::: Passage for review :::

Operating expenses. Our marketing, general, administrative, and engineering
expenses are primarily comprised of compensation and related costs for sales,
marketing, pre-sales engineering and administrative personnel, as well as other
sales related expenses and other costs related to research and development,
insurance, professional fees, the global integrated business information system,
provisions for bad debts and warranty expense.

Key drivers affecting our results of operations. Our results of operations and
financial condition are affected by numerous factors, including those described
above under Item 1A, "Risk Factors" and elsewhere in this annual report and
those described below:

  Timing of Greenfield projects. Our results of operations in recent years have
been impacted by the various construction phases of large Greenfield projects.

::: Recorded information :::

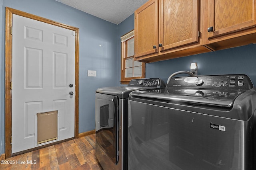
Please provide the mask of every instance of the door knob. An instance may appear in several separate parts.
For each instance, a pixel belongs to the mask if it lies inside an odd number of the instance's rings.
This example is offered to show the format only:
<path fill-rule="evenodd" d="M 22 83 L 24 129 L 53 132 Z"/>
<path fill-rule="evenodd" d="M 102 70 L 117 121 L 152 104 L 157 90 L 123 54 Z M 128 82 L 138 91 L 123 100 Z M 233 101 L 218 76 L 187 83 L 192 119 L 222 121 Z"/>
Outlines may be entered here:
<path fill-rule="evenodd" d="M 208 32 L 213 32 L 213 27 L 208 28 Z"/>

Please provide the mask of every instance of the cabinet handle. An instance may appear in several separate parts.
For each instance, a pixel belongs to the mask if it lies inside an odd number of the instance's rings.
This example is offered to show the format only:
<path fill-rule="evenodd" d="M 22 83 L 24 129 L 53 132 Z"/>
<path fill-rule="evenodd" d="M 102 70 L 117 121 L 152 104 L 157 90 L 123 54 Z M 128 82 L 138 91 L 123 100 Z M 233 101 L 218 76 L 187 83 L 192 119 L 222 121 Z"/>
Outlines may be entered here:
<path fill-rule="evenodd" d="M 213 27 L 211 27 L 208 28 L 208 32 L 213 32 Z"/>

:::

Problem details:
Carry the annual report passage on operating expenses and results of operations further, starting after its last sentence. The records come from a separate source unrelated to the text.

Answer box:
On very large projects, we are typically designated as the heat tracing provider
of choice by the project owner. We then engage with multiple contractors to
address incorporating various heat tracing solutions throughout the overall
project. Our largest Greenfield projects may generate revenue for more than one
year. In the early stages of a Greenfield project, our revenues are typically
realized from the provision of engineering services. In the middle stages, or
the material requirements phase, we typically experience the greatest demand for
our heat tracing cable, at which point our revenues tend to accelerate. Revenues
tend to decrease gradually in the final stages of a project and are generally
derived from installation services and demand for electrical panels and other
miscellaneous electronic components used in the final installation of heat
tracing cable, which we frequently outsource from third-party manufacturers.
Therefore, we typically provide a mix of products and services during each phase
of a Greenfield project, and our margins fluctuate accordingly.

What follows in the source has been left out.